▸ **What to produce**
Give again, word for word, each line below starting at the one that contains "Where can you find the white flexible" and ending at the one that contains "point(113, 495)".

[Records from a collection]
------------------------------------------------------------
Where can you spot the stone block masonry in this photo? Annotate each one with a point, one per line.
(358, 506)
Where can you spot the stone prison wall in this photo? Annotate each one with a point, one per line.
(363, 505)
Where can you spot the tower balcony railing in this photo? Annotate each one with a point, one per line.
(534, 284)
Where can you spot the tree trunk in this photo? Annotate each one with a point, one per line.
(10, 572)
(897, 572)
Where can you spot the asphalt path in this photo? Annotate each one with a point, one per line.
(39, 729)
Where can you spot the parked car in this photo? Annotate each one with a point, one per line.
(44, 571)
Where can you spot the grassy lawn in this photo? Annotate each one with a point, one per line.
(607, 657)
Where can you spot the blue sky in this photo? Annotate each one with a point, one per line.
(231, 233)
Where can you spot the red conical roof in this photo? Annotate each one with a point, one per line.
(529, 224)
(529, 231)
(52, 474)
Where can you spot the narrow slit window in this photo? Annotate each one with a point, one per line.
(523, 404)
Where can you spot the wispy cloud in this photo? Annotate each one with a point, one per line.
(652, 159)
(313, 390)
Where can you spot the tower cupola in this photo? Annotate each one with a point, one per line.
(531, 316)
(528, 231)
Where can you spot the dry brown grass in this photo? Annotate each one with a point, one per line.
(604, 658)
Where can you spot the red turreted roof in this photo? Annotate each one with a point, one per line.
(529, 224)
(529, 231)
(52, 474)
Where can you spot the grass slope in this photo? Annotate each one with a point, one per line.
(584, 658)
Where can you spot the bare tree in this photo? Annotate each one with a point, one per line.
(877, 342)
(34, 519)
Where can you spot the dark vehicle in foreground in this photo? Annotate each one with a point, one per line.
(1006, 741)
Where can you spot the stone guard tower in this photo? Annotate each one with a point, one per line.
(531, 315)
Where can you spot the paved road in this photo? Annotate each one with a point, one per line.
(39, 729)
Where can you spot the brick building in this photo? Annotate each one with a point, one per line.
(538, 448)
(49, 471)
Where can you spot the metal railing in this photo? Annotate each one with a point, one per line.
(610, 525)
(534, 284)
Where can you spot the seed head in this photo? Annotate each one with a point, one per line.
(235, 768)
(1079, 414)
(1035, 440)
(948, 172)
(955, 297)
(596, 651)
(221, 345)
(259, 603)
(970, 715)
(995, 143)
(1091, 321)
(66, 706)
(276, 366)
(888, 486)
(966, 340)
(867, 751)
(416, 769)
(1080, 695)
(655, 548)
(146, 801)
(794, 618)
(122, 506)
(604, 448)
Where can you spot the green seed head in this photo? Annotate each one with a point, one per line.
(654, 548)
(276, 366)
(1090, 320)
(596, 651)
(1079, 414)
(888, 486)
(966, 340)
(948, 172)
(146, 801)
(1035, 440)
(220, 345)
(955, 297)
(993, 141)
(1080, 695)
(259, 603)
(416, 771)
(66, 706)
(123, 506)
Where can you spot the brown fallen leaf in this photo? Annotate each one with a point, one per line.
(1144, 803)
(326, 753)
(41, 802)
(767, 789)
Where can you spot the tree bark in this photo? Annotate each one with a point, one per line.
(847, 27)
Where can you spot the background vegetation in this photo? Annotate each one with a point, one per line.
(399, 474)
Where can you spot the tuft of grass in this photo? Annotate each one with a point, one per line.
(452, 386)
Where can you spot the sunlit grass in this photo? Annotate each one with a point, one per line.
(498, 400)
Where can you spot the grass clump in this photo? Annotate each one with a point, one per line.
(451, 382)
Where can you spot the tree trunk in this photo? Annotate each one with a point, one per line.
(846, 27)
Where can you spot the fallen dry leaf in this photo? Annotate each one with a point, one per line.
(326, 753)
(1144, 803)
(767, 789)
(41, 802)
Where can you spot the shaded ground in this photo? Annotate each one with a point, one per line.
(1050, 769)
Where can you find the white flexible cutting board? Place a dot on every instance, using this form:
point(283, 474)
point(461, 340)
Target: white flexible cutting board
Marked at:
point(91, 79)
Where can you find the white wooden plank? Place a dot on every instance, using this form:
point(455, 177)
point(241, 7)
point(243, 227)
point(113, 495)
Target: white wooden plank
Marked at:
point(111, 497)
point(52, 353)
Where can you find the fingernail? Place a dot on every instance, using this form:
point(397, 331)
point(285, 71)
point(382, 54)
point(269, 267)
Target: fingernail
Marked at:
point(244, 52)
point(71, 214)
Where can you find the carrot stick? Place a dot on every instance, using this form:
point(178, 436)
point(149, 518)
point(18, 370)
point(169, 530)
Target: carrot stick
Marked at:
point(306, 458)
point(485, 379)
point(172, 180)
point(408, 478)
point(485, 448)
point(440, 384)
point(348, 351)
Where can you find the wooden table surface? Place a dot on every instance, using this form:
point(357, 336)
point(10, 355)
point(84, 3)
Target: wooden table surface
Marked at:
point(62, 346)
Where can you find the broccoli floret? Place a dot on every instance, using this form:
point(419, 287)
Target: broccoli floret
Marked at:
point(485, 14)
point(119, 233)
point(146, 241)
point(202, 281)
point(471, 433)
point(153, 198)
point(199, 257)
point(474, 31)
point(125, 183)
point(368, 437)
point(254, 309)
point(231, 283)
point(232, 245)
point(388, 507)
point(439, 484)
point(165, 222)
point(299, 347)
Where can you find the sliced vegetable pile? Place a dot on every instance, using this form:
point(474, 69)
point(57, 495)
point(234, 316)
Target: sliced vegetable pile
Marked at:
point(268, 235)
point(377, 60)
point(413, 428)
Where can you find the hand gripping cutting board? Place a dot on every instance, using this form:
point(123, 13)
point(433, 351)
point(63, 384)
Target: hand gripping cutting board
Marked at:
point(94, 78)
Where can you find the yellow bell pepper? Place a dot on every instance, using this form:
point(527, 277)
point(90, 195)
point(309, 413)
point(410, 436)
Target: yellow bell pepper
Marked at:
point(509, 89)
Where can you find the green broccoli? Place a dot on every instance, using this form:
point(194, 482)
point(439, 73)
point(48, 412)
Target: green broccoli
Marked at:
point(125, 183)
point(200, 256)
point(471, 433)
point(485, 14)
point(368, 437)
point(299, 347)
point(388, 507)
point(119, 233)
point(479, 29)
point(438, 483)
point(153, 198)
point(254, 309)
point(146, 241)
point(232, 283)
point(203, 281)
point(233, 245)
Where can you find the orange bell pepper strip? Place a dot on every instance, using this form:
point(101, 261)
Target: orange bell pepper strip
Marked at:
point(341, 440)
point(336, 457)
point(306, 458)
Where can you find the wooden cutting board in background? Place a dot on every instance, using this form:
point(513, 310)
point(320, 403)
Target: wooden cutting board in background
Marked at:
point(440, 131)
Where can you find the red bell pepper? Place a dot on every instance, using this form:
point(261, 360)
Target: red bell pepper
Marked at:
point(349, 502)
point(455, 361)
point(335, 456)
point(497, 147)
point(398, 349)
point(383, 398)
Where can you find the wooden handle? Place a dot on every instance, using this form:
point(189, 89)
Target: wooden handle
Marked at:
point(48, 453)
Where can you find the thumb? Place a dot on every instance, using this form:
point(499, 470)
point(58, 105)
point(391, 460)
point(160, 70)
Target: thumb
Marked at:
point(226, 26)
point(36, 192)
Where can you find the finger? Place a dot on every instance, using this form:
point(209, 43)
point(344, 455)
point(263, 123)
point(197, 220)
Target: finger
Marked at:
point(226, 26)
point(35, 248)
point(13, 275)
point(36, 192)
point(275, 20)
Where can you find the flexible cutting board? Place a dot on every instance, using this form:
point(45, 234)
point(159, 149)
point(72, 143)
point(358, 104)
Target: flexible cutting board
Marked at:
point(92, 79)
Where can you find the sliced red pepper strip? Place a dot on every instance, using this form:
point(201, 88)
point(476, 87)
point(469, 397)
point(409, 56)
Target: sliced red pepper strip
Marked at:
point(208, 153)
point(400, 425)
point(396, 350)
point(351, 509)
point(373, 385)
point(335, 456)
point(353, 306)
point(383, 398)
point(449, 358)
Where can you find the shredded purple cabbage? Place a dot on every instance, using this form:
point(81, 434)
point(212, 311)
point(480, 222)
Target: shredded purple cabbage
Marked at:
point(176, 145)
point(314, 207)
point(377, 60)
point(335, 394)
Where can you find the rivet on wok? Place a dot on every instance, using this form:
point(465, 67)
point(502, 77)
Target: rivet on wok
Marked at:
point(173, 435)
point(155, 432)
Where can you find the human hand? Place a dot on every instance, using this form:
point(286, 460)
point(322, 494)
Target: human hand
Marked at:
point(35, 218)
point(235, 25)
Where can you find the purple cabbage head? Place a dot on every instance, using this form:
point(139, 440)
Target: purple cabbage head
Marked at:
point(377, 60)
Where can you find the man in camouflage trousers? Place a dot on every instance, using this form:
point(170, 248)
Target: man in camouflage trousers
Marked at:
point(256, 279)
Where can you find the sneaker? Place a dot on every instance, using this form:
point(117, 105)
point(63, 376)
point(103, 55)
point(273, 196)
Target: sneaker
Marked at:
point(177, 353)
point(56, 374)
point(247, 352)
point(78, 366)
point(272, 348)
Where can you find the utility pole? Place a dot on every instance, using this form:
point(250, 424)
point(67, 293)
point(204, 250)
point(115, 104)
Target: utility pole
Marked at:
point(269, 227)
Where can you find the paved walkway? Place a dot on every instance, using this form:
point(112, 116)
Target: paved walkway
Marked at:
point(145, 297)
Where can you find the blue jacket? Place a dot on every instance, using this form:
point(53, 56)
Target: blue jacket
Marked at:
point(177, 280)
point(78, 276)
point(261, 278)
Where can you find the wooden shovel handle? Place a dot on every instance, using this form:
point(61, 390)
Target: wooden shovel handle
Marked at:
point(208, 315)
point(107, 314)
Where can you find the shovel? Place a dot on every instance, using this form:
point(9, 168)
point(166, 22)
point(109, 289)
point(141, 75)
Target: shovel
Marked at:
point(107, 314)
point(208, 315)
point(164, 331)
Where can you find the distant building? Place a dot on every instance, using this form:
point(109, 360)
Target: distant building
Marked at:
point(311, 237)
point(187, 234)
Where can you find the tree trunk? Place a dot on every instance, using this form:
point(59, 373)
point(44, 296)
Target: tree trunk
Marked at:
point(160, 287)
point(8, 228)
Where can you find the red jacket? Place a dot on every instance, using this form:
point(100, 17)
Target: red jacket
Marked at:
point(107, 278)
------------------------------------------------------------
▸ **Answer to the problem**
Where can you find the white flexible cutting board? Place a dot on every instance, using this form:
point(283, 474)
point(461, 340)
Target: white flexible cutting board
Marked at:
point(91, 79)
Where can you find the white wooden plank? Place a dot on every instance, using this form:
point(455, 177)
point(241, 7)
point(243, 227)
point(113, 495)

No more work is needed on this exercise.